Задания
- A) Объясните в одном–трех предложениях, почему, согласно статье, стихи молодых поэтов, вернувшихся с войны, казались глотком свежего воздуха.
- B) Укажите, сколько строк в записях содержат слово «backpack», с учетом регистра, и не пишите ничего, кроме числа.

Статья
☆ ☆ ☆

«Она промчалась как очистительная буря, как веянье ветра в запертом помещении», — позже скажет о ней Пастернак. И добавит:
Трагический тяжелый период войны был вольным, радостным возвращением чувства общности со всеми.
Это чувствовали не только люди старшего поколения, но и молодые, только что вернувшиеся домой в гимнастерках и военных шинелях, — те, для кого война, по сути, вместила в себя всю их сознательную жизнь.
Если вычеркнуть войну,
Что останется? Не густо:
Небогатое искусство
Бередить свою вину.
Что еще? Самообман,
Позже ставший формой страха.
Мудрость, что своя рубаха
Ближе к телу. И туман…
Нет, не вычеркнуть войну,
Ведь она для поколенья —
Что-то вроде искупленья
За себя и за страну
…………………………
Ведь из наших сорока
Было лишь четыре года,
Где бесстрашная свобода
Нам, как смерть, была сладка.
Так сформулирует это потом (в сентябре 1961-го) Давид Самойлов. Но это — потом. Тогда, в 45-м, никто из них не сознавал это так ясно. Но эта «бесстрашная свобода» все-таки ощущалась в стихах молодых тогда Семена Гудзенко, Александра Межирова, Сергея Наровчатова. И этим-то они и привлекали к себе людские сердца.
На фоне политизированной рифмованной трескотни предвоенных и военных лет стихи молодых поэтов, вернувшихся с войны, казались глотком свежего воздуха. Они покоряли читателя прежде всего реальностью выраженного в них чувства. (Такой же реальностью за несколько лет до того захватили читателя лирические стихи молодого Симонова.)
Но в неоформленном общественном сознании первых послевоенных лет было и нечто такое, чего поэты, вернувшиеся с войны, почти не коснулись.
Людям, только что пережившим нечеловеческое напряжение великой военной страды, хотелось верить, что послевоенная жизнь будет не такой, какой она была в предшествующие годы, что «повальный страх тридцать седьмого года» никогда больше не будет томить и калечить их души. Но эта надежда жила в их сердцах как некая смутная идея, неосознанная, неосмысленная. Какое уж тут осмысление, когда даже подумать об этом наедине с собой — и то было страшно. «То был рубеж запретной зоны», как скажет об этом годы спустя Александр Твардовский.
Ни один из поэтов, с именами которых связан поэтический бум середины 40-х, не посмел не то что перешагнуть этот рубеж, но даже приблизиться к нему.
Единственным, кто его перешагнул, был «Эмка Мандель», будущий Наум Коржавин.
3
Ему было 19 лет, когда он написал:
Можем строчки нанизывать
Посложнее, попроще.
Но никто нас не вызовет
На Сенатскую площадь…
Мы не будем увенчаны…
И в кибитках, снегами,
Настоящие женщины
Не поедут за нами.
Стихотворение называлось «Зависть». Неспособность к открытому бунту против созданного Сталиным режима тоталитарной власти осознавалась в нем как ущербность, нравственная и социальная неполноценность, вызывающая сожаление и острую зависть к тем, кто сто с лишним лет назад нашел в себе силы выйти на Сенатскую площадь. Это был прямой призыв к восстанию. А на дворе стоял 1944 год…
Понять, что это значит, может только тот, кто не понаслышке, а собственными своими легкими испытал, каково было дышать в той удушливой социальной атмосфере, которую Сталин лицемерно назвал морально-политическим единством советского народа.

☆ ☆ ☆

Исходные данные
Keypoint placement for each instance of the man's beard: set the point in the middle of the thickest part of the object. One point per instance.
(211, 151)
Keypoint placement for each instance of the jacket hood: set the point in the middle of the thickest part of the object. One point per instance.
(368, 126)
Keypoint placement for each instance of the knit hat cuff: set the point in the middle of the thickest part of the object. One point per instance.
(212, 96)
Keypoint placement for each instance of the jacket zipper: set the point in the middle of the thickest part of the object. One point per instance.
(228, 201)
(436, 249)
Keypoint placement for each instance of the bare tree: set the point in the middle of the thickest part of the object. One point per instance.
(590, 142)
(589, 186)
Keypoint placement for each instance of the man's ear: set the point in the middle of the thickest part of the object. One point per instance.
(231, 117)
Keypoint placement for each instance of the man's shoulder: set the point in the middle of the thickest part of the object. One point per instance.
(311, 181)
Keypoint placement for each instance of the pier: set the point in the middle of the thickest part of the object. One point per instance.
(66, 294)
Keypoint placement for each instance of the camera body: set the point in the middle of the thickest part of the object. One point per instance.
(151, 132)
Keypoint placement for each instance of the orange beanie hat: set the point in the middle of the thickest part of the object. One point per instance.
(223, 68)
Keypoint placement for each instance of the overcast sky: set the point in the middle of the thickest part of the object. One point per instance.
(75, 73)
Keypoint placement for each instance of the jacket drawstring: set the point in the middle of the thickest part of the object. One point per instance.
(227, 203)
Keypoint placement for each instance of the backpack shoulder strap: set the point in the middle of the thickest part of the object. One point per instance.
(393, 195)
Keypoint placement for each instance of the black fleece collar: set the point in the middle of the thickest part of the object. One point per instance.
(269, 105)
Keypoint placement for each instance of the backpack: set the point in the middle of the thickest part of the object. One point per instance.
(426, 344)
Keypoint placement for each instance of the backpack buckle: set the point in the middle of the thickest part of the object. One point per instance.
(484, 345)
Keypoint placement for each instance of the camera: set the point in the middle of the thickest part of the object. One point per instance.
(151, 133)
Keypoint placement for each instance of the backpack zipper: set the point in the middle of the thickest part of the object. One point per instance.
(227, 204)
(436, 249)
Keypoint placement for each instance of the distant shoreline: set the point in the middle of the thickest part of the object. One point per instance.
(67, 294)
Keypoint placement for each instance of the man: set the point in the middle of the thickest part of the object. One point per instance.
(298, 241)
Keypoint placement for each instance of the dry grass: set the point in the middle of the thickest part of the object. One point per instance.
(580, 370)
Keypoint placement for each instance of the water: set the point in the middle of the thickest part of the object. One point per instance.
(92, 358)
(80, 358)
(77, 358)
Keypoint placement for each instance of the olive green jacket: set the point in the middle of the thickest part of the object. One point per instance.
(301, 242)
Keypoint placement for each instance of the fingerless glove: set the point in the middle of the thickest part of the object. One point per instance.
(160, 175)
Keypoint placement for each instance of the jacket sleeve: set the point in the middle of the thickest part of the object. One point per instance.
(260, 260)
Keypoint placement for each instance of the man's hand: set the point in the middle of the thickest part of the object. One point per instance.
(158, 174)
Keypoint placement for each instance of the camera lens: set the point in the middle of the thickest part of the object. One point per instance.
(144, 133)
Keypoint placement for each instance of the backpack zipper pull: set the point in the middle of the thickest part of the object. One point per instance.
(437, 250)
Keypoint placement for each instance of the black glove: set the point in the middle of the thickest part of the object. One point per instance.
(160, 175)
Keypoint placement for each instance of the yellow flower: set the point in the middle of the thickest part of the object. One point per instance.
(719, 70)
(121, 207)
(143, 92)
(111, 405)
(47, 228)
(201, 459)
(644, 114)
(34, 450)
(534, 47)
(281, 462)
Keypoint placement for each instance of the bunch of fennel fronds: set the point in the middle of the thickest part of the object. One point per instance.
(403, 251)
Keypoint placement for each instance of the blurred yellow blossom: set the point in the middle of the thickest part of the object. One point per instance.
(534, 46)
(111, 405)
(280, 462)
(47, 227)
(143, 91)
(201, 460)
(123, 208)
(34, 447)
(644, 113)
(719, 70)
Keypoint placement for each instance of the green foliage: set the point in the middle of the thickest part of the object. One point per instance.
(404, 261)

☆ ☆ ☆

Ответы по заданиям
- A) На фоне политизированной рифмованной трескотни предвоенных и военных лет эти стихи покоряли читателя прежде всего реальностью выраженного в них чувства.

- B) 5